- Opening Delimiter -

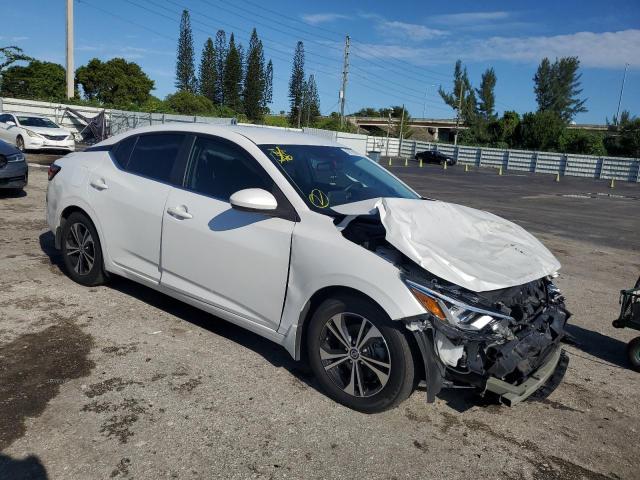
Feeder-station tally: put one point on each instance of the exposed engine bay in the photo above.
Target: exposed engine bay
(470, 337)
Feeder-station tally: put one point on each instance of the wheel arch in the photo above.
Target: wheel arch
(64, 215)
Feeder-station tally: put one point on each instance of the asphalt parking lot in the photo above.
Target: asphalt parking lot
(123, 382)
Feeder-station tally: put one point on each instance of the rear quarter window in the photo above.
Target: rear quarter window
(122, 151)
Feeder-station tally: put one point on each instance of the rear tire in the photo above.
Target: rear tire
(633, 353)
(377, 370)
(81, 251)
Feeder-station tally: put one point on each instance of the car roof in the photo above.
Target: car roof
(260, 135)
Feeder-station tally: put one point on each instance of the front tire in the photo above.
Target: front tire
(358, 356)
(81, 251)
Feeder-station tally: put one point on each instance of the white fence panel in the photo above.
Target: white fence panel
(491, 157)
(547, 162)
(521, 160)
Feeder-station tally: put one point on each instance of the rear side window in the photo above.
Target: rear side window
(123, 151)
(218, 169)
(154, 156)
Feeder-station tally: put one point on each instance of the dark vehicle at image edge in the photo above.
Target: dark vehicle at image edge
(433, 156)
(14, 172)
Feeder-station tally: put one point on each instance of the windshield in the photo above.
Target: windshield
(36, 122)
(328, 176)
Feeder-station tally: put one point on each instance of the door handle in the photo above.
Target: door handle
(99, 184)
(179, 212)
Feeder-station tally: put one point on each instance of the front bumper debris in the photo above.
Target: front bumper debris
(512, 394)
(513, 369)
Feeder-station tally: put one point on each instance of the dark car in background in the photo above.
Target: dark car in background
(433, 156)
(14, 172)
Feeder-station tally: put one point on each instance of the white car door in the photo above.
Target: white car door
(129, 196)
(233, 260)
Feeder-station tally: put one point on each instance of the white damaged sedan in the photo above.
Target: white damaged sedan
(319, 249)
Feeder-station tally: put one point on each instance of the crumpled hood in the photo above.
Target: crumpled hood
(471, 248)
(48, 130)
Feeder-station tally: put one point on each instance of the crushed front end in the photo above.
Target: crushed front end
(503, 341)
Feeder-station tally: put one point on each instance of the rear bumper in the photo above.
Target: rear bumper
(37, 143)
(14, 175)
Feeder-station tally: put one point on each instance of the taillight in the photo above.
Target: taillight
(53, 170)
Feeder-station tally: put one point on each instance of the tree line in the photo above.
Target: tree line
(557, 89)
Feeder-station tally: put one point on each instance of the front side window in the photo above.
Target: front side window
(327, 176)
(36, 122)
(154, 156)
(218, 168)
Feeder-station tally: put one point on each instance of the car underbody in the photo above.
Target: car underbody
(511, 351)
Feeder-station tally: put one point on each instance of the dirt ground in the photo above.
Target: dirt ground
(122, 382)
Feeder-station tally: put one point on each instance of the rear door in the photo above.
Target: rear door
(233, 260)
(129, 195)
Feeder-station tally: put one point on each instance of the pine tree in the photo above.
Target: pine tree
(461, 87)
(254, 84)
(268, 85)
(543, 85)
(296, 85)
(208, 80)
(220, 60)
(185, 69)
(557, 87)
(311, 101)
(233, 77)
(486, 94)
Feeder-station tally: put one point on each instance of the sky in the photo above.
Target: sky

- Closing Delimiter -

Aim of the task
Your reply should be the lines from the one that contains "Feeder-station tally: put one point on each instance of the sky" through the end of the listing above, repeated exactly.

Answer to this exercise
Feeder-station tally: put one point on each instance of the sky in the photo above.
Target: sky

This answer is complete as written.